### EXERCISE BRIEF:
Rescale the entries from the line with "the porch post" through the end of the entries by writing out every line again, unchanged except for the coordinates in the answers. Multiply each coordinate by 1.95 and round it to a whole number, with halves rounded up, and give only those lines.

Some entries

--------------------

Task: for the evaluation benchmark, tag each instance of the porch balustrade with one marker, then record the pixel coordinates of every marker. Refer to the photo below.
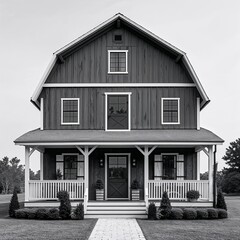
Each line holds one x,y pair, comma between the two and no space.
48,189
176,189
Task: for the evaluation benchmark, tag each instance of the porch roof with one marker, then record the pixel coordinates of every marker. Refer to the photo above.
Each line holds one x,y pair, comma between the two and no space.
133,137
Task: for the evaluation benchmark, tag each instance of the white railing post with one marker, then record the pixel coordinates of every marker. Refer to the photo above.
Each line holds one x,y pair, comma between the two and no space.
27,154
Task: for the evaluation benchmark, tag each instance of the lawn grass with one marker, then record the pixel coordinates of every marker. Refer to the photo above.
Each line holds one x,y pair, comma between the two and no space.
222,229
16,229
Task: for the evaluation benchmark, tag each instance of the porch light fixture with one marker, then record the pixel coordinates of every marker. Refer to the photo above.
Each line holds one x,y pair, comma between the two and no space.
101,163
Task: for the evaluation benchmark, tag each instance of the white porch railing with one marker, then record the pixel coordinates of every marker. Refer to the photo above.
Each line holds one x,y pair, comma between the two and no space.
48,189
177,189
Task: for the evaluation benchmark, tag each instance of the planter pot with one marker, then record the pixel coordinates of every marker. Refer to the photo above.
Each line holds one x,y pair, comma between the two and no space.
135,194
192,199
99,194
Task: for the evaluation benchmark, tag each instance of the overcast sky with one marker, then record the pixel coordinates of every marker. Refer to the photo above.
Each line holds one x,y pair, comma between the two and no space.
30,31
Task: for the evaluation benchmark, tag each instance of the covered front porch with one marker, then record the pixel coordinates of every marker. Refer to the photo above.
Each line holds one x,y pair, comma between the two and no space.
164,160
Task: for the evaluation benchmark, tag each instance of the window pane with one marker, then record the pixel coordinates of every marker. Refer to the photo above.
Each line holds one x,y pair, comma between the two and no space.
118,62
117,112
170,111
70,111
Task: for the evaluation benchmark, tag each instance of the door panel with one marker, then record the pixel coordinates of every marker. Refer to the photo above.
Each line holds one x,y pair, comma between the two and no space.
117,174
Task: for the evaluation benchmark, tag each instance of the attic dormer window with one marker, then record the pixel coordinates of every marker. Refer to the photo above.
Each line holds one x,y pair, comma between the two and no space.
69,111
117,61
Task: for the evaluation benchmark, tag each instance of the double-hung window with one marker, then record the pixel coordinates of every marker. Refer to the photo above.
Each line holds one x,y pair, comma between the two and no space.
170,111
69,111
117,115
117,61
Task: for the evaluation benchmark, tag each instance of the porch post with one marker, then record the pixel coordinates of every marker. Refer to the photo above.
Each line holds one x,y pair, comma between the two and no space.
27,154
210,172
41,166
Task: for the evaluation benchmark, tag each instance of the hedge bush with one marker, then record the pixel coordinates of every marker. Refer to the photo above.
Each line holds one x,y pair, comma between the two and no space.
78,213
189,213
165,207
222,213
202,213
176,214
14,204
212,213
65,205
152,211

--------------------

### WRITTEN SOLUTION:
Task: for the evaluation benchmark, tag each instance of the porch post with one marker, then record the pixel coordinates of every marker. Refer to the photo above.
Each line holds one x,y pair, comma between the two and no space.
53,300
410,335
80,324
Task: for the evaluation benchmark, tag each instance of the hedge bush with one marker, then record the pixel coordinates of every marker. Refer to the photo above.
Each line holds one x,y pair, comma between the two and no space.
152,415
369,415
322,404
433,415
394,415
343,417
27,398
413,415
127,400
296,411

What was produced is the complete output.